Textauszug
"""

In der leeren Halle 4: Als Sieger der Jovoto Community ging die Stage 2.0 von Filip Gavril hervor. Eine Buchartige Bühne, durch deren Seiten man hindurch laufen kann und sich somit für jede Seite der Hintergrund wechselt. Keine bahnbrechende neue Idee, aber ziemlich schön.
Der Bühnenverein hat auch eine Liste der acht interessantesten Ideen zusammengestellt, ihr Liebling war „Got it? So use it!“ von mikaR, die sie auch vorstellten. Eine App die jeder Zuschauer mit seinem eigenen (oder vom Theater geliehenen) Smartphone oder Tablet nutzen kann, um während der Vorstellung ins Geschehen einzugreifen. Oder auch um den Blickwinkel zu wechseln. Durch eine Kameraperspektive vom Kopf des Schauspielers aus, um die Geschichte aus einer anderen Sicht zu sehen. Hoffentlich ist sie das endlich, die Rettung des Abendlandes.
Die acht Ideen, die die Vertreter des Deutschen Bühnenvereins am spannendsten fanden, werden bei der nächsten Tagung einander vorgestellt, um zu sehen, ob sich die ein oder andere Idee umsetzen lässt.
Die Erfahrung allerdings, dass es irgendwie ansteckend sein kann, eine Online-community über mögliche Zukunftsvisionen des Theaters beraten zu lassen, ließ eine sehr vielversprechende Idee entstehen: So etwas als Dauereinrichtung. Ein Theater-Think-Tank. Viele wissen immer mehr als Einzelne. Und wo hat das neue Wir-Gefühl Platz, wenn nicht am Theater.
Ich kann mir vorstellen, dass eine feste Anzahl an Inszenierungen grundsätzlich per Thinktank entsteht. Ähnlich wie die Spielplanwahl am Thalia Theater, eben eine demokratische Inhaltsfindung einer Inszenierung. Ich weiß, die großartigsten Kreativen sind schon längst am Theater. All jungen Regisseure und Künstler, die sich im Großraum Theater und performative Kunst bewegen, wären auch auf die Ideen der Jovotaner gekommen. Locker.

"""

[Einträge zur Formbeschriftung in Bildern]
"""

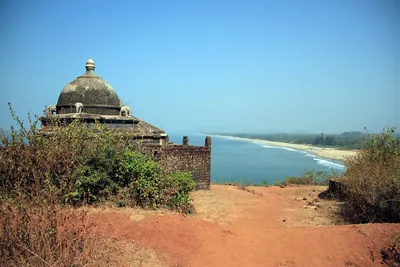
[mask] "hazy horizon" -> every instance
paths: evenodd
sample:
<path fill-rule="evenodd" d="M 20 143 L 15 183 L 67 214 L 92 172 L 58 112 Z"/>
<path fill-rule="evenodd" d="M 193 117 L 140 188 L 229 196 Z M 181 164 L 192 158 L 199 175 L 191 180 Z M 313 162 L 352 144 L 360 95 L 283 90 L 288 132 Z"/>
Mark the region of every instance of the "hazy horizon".
<path fill-rule="evenodd" d="M 400 129 L 400 1 L 2 1 L 0 128 L 91 57 L 167 132 Z"/>

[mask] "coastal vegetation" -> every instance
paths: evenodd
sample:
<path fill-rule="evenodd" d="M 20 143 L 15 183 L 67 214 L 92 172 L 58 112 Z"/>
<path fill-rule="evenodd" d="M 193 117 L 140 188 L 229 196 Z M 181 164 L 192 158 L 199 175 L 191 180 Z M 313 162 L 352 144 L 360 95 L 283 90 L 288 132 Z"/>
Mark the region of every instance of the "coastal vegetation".
<path fill-rule="evenodd" d="M 166 173 L 118 130 L 79 122 L 43 135 L 38 118 L 0 131 L 0 265 L 83 266 L 107 259 L 79 207 L 191 211 L 190 173 Z M 58 122 L 54 122 L 58 123 Z"/>
<path fill-rule="evenodd" d="M 346 161 L 345 215 L 352 222 L 400 222 L 400 141 L 394 128 L 369 135 Z"/>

"""

Aufgaben
1. Welcher Beitrag ging laut dem Text über die Zukunft des Theaters als Sieger der Jovoto Community hervor?
2. Führe den Text über die Zukunft des Theaters nach seinem letzten Satz weiter.

Lösungen
1. Die Stage 2.0 von Filip Gavril.

2.
Ich finde es ziemlich vorstellbar, einen kollektiven Geburtsprozess einer Inszenierung im Web abzuhalten und dann untereinander nur abzustimmen, wer es letztendlich umsetzt. Als Stellvertreter und Abgeordneter des Thinktanks. Die Inszenierung wäre ein Produkt der Community, dessen Entstehung man online verfolgen kann. Es würde eine andere Dynamik ins Theater reinspülen, die die Trennung von Off- und Stadt Theater weiter verwässern könnte, weil es ein „Wir“ behauptet.
Dieses „Wir“ zu behaupten ist tatsächlich wahnsinnig verführerisch nach drei friedlichen, klugen, innovativ-aufgeladenen Tagen re:publica 2012. Neue, shiny Zukunft. Genau da bin ich abzuholen. Obacht.
Die letzte Abschlussrede der re:publica hielt eine Bloggerin, die gemeinsam mit Sascha Lobo phänomenal lustige Bücher über Prokrastination schreibt und genauso Teil des deutschen Blogger-Adels ist wie er: Kathrin Passig. Sascha Lobo hat mir das Gefühl gegeben, einer neuen Weltordnung beizutreten. Kathrin Passig widerlegt dieses Gefühl entwaffnend spröde mit einer langweiligen Powerpoint-Auflistung von Zitaten der „Widerlegten Zukunftsvoraussagen in der Geschichte der Menschheit“. Als die Bahn erfunden wurde hieß es, „So, das wird aber jetzt die Menschen zu Frieden auf Erden führen.“ Dann kam das Telefon: „So, dann aber das jetzt: Hundert Prozent Menschlichkeit und Weltfrieden.“ Dann kam das Fernsehen ‒ selbes Spiel. Selbes Ergebnis.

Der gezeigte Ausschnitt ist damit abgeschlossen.